───── Source passage
It is a memoir about the author's - "Jewishness", I suppose. I would suspect that one or two religious Jews, many post-modern non-religious Jews and also, probably, non-Jews who are interested in theology, and/or God, and/or things related to any of those, will enjoy it. Having grown up amongst Jews and knowing a bit about theology, it appealed to me in a range of ways. It is often very funny indeed. It is sometimes extremely sad, sometimes brutal and always memorable. But, I want to warn, it is not for the prissy or the theologically sensitive.


The book is ostensibly a memoir written during the last few weeks of the author's wife's pregnancy. His fear that, because of his past and present sins and indiscretions, God is going to punish him by causing something terrible to happen to the child, or his wife, or himself. And so the whole book is really a narrative conversation between the author and God - and of course - significant members of his family. His mother and father are the epitome of "Jewishness". They keep Kosher. They live in what is essentially a Jewish ghetto in New York state. They expect their children to follow the Jewish way and cannot, even remotely, imagine them not doing so. They are profoundly disappointed by their wayward son. He never manages to meet their standard and their religion is non-negotiable, unbending and stultifying. Their son seems to understand the God of their religion, but he is cursed to be forever at odds with that God.


Auslander's life journey is dominated by the God he understands to be ruling the universe - unforgiving, callous, often cruel, all-powerful, but capricious, vindictive and whose actions are there to outwit and ensnare you.


"When I was a child, my parents and teachers told me about a man who was very strong. They told me he could destroy the whole world. They told me he could lift mountains. They told me he could part the sea. It was important to keep the man happy. When we obeyed what the man had commanded, the man liked us. he liked us so much that he killed anyone who didn't like us. But when we didn't obey what he had commanded, he didn't like us. He hated us. Some days he hated us so much, he killed us; other days, he let other people kill us. We call these days 'holidays.' ... The people of Monsey were terrified of God, and they taught me to be terrified of him too - ...(they taught me about) a man named Moses, who escaped from Egypt and who roamed through the desert for forty years in search of a promised land, and whom God killed just before he reached it...because Moses had sinned, once, forty years earlier. His crime?Hitting a rock."


And that sets the thematic basis for the book. It is a critique of orthodox Judaism, in its more unthinking and uncritical manifestations. But at the same time it is a critique of similar forms of Christianity. The problem about the book, however, is that the people who are going to read it with some enjoyment are going to be the people who, themselves are critical and thinking. It is unlikely to be read (let along enjoyed!), by the "orthodox" of either religion, because the issues he raises continuously, the events he describes, his doubts, his language - will all be dismissed as blasphemous, diabolical, crude etcetera, before they leave the page. Which is why I say, it is not for the prissy.


The central point of the dichotomy of fear and fascination, in relation to God is, surely, a compelling one. And even more when that fear so easily becomes paranoid and irrational - or worse, rational! The book is a narrative of the twists and turns in the psycho-religious development of an individual, but it is also a mirror which one can use to focus on one's own experience of God, or at least, the God one is taught to believe in.


In the end, I thought it was worth a read, but didn't need to be as long as it was. It should be prescribed reading for first year Biblical Studies students. I doubt it will be!
──────────
Problem set –
(a) Answer these questions from the review:
(i) During what period was the memoir ostensibly written?
(ii) Where do the author's parents live?
(iii) For whom does the reviewer say the book should be prescribed reading?
(b) Transcribe the stretch of the review from "In the end, I" through "it will be!".
(c) According to the review, why is the book unlikely to be read by the "orthodox" of either religion?
───── Entries shown
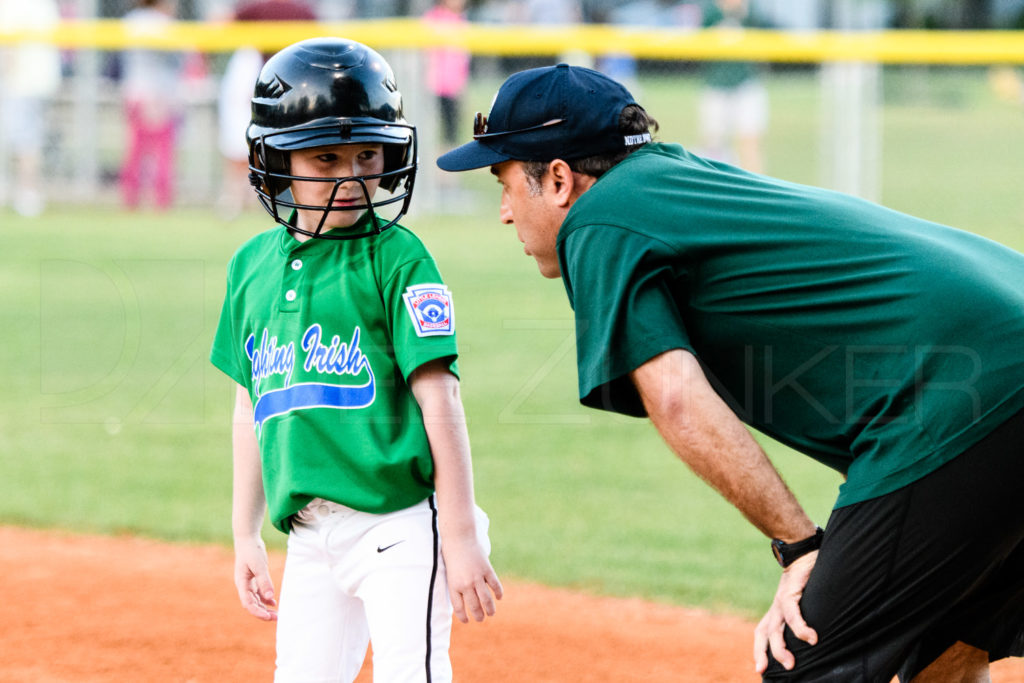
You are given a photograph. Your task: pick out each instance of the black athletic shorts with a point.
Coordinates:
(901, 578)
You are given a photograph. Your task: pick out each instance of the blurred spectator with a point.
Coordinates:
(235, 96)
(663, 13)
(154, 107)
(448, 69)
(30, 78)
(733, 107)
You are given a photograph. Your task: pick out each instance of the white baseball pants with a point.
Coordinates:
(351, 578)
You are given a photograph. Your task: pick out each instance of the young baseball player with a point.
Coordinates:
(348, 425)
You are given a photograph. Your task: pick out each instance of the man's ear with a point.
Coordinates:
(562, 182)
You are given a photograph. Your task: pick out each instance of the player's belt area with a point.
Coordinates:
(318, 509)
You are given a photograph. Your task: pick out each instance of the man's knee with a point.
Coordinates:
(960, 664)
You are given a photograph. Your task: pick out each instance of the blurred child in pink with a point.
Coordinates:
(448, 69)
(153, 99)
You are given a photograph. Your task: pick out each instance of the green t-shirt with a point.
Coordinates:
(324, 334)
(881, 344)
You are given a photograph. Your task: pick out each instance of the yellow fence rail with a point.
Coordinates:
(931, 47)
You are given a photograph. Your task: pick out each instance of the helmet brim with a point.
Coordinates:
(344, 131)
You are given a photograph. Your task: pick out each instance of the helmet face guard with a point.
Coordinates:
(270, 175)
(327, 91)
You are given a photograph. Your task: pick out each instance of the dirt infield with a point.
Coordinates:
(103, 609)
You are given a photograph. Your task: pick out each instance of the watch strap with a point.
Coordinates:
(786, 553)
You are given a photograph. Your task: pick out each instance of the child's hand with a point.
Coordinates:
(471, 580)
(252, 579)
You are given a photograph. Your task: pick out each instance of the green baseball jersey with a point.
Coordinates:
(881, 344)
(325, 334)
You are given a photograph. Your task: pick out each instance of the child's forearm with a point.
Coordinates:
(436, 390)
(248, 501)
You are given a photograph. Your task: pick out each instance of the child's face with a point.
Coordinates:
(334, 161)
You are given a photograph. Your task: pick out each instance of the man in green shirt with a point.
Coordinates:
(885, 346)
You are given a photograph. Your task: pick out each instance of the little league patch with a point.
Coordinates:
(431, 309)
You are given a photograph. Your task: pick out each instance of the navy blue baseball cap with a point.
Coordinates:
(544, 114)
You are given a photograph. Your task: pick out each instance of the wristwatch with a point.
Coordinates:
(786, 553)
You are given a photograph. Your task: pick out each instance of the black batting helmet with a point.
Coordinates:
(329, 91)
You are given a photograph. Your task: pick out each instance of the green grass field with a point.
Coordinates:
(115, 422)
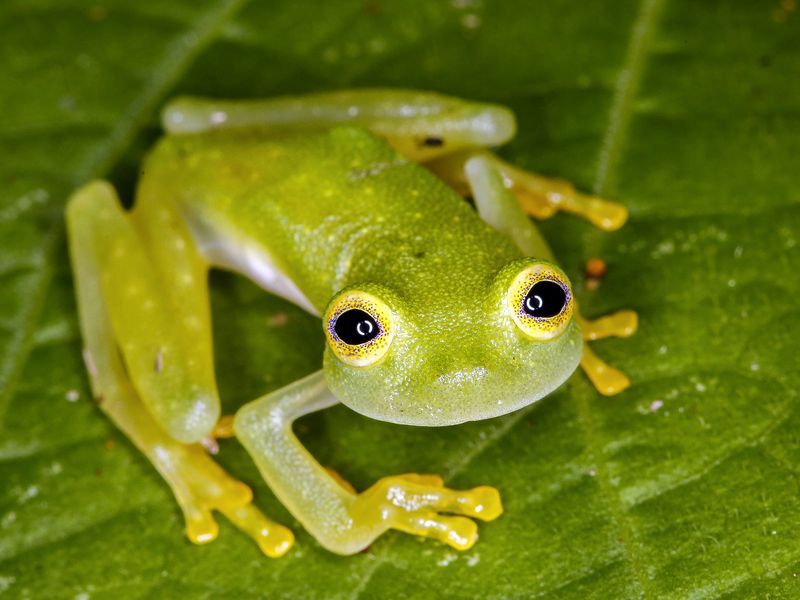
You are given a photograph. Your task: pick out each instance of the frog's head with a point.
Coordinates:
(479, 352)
──────────
───── Entries shown
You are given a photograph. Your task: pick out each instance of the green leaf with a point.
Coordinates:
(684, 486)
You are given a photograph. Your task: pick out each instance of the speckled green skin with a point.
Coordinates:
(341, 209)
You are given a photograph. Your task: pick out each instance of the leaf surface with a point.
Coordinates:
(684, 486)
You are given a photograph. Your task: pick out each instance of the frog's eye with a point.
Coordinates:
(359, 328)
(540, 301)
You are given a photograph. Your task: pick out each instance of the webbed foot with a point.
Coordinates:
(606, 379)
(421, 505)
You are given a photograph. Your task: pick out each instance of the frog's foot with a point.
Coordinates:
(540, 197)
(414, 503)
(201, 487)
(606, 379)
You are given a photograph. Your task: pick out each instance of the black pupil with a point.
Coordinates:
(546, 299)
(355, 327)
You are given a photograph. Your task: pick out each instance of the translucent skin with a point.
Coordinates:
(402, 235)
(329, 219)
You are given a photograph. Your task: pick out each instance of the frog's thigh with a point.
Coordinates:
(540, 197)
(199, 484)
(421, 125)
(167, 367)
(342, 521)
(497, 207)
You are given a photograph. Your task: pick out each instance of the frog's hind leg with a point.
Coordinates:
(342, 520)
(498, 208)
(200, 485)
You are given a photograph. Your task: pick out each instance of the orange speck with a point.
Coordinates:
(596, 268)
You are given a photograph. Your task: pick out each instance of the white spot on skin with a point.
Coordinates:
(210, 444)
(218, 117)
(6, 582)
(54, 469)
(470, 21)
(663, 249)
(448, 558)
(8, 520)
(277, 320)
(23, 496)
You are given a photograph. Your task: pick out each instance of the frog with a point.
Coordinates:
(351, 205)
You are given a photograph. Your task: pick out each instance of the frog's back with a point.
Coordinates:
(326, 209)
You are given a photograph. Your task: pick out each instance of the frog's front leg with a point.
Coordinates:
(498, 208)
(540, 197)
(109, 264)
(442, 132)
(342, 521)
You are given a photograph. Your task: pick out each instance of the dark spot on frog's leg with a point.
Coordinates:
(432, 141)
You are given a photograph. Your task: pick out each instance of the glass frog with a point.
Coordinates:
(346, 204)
──────────
In response –
(a)
(i) During the last few weeks of the author's wife's pregnancy.
(ii) In what is essentially a Jewish ghetto in New York state.
(iii) First year Biblical Studies students.

(b)
In the end, I thought it was worth a read, but didn't need to be as long as it was. It should be prescribed reading for first year Biblical Studies students. I doubt it will be!

(c) The issues he continuously raises, the events he describes, his doubts and his language would all be dismissed as blasphemous, diabolical or crude before they leave the page.